# EXERCISE DETAILS:
Render the listing lines starting at the one containing "for white sand." and ending at the one containing "[0,0,983,551]", both included, as a Markdown table with the columns Row and Listing line. Skip any blank lines.

# SUPPLIED RECORDS:
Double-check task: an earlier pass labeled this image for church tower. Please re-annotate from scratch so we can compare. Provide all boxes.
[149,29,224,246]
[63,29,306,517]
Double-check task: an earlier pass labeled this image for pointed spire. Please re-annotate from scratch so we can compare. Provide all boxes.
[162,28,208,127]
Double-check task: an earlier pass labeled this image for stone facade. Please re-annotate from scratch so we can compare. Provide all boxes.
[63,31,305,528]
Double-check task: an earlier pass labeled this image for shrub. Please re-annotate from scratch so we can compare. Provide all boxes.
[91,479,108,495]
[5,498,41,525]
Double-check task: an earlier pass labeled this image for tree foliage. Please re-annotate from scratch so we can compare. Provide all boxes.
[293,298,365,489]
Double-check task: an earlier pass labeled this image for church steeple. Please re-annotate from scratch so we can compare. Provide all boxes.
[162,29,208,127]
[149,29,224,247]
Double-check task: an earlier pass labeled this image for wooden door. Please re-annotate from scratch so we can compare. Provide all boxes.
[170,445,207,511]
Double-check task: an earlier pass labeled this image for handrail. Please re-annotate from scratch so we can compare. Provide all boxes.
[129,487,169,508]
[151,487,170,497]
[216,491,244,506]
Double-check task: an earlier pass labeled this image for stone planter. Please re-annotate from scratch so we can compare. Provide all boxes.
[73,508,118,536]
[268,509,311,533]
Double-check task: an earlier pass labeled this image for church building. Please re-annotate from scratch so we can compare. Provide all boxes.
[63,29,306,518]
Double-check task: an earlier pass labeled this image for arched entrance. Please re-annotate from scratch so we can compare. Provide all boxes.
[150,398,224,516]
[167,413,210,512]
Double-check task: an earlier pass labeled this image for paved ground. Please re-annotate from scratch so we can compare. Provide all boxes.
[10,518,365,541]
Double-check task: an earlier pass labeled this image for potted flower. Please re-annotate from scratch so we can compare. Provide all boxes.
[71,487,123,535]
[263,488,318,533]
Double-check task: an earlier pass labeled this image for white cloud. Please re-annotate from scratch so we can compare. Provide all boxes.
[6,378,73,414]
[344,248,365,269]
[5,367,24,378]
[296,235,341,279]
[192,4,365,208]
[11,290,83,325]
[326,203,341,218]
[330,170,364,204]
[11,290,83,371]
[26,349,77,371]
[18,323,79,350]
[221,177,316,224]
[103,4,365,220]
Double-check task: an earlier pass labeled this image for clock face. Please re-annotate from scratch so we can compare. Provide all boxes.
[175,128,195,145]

...

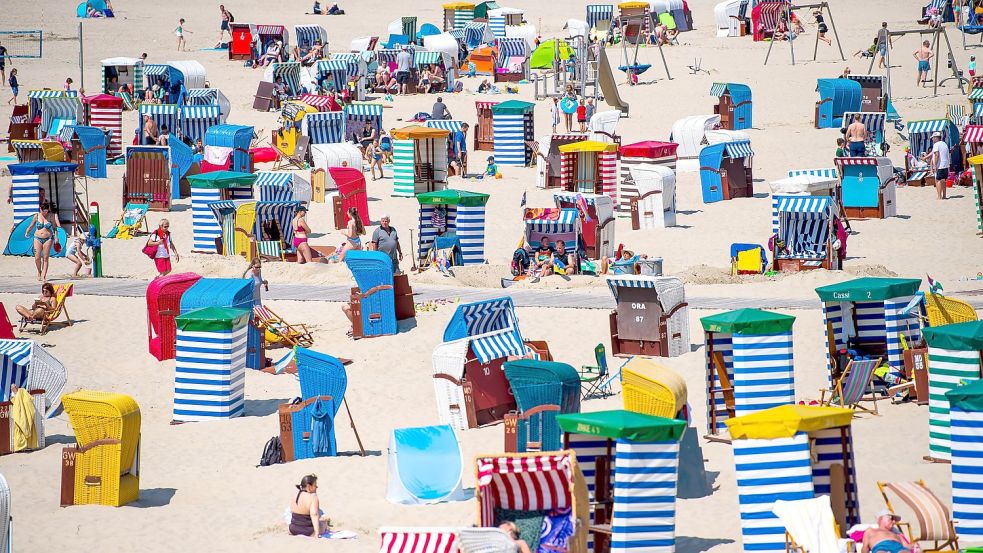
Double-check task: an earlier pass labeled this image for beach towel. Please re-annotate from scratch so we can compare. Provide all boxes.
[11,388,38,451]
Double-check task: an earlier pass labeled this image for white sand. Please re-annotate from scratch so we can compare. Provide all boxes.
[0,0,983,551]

# SOLUTION:
| Row | Listing line |
|---|---|
| 1 | Double-check task: an earlier pass labeled this image for white sand. Please re-annotate from scratch so we can compare. Provide all boxes. |
| 2 | [0,0,983,551] |